• _WORK INSTRUCTION_
Could you print the lines below exactly, from the one holding "Return the mask of every instance of the black backpack." through the last line, with no other output?

• _RAW DATA_
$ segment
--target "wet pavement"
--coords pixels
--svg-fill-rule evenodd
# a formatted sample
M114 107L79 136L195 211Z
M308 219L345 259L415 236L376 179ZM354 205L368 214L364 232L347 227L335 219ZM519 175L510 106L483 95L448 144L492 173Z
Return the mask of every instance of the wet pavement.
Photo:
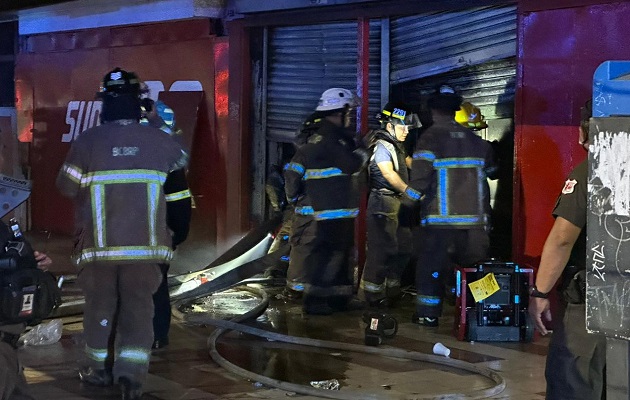
M31 238L36 248L58 261L54 267L57 274L75 273L65 261L69 239L55 240L43 234L31 234ZM299 300L280 296L281 288L252 287L225 291L178 308L170 345L153 352L143 399L426 399L453 393L482 398L480 393L490 393L495 382L476 373L475 368L492 369L505 380L505 390L491 398L544 399L548 338L534 343L458 341L453 336L453 307L446 309L438 328L417 326L410 322L413 296L409 294L388 311L398 320L396 335L379 346L365 346L362 311L305 315ZM64 290L68 296L80 296L72 282ZM217 328L193 325L190 320L200 316L227 320L245 314L260 304L260 290L267 294L268 306L262 315L243 325L268 332L271 338L228 331L216 341L216 352L225 359L218 361L219 365L210 356L209 343ZM19 350L35 398L120 399L115 387L80 383L76 360L82 349L82 318L80 314L67 315L63 322L59 342ZM296 342L299 340L291 338L312 339L316 345L287 343L283 335ZM441 360L435 363L431 356L413 360L400 355L402 350L411 355L431 355L436 342L450 348L450 360L459 360L460 367L466 368L449 365L451 361L442 356L432 356ZM257 379L257 375L262 378ZM314 381L323 382L320 386L336 381L339 389L322 389L313 395L309 390L315 390L311 385ZM302 393L292 390L295 387L306 389Z

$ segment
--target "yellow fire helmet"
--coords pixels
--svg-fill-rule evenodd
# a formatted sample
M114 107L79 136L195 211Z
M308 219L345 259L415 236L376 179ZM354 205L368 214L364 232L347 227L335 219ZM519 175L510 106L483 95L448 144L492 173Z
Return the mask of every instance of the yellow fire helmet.
M474 131L485 129L488 127L484 116L481 115L479 107L474 106L467 101L462 103L459 111L455 113L455 121L457 121L460 125Z

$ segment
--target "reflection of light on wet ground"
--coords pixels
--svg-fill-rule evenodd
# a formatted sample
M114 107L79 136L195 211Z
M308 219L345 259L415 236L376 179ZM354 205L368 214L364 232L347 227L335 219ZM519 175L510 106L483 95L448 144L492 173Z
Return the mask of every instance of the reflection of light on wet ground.
M226 290L187 304L185 313L203 313L215 319L230 319L245 314L260 303L260 298L244 290Z

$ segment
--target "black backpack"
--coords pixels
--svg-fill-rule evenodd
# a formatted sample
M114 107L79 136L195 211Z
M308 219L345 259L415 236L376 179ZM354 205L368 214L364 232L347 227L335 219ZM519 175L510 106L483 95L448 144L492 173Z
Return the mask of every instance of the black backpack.
M37 268L26 240L5 243L0 249L0 324L37 325L61 305L61 289L53 274Z

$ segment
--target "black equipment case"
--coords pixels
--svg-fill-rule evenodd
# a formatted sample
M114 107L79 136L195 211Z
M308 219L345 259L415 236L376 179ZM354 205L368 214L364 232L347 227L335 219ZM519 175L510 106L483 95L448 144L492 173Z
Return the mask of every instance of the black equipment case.
M534 324L527 313L528 289L533 285L534 271L513 262L488 260L472 267L455 269L455 324L458 340L488 342L531 342ZM475 302L468 283L489 273L499 284L490 297Z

• _OUTPUT OF THE TASK_
Return the mask of every instance of the black backpack.
M37 268L26 240L5 243L0 249L0 324L37 325L61 305L61 289L53 274Z

$ segment
--target "black equipment case"
--coords pixels
--svg-fill-rule evenodd
# a formatted sample
M114 107L79 136L195 211Z
M308 219L345 259L415 236L376 179ZM354 205L368 214L364 232L347 227L335 219ZM519 175L510 106L483 95L448 144L492 173Z
Return the mask of every instance of the black equipment case.
M534 324L527 313L528 289L533 285L534 271L513 262L488 260L472 267L455 269L455 324L458 340L488 342L531 342ZM475 302L468 283L489 273L499 284L490 297Z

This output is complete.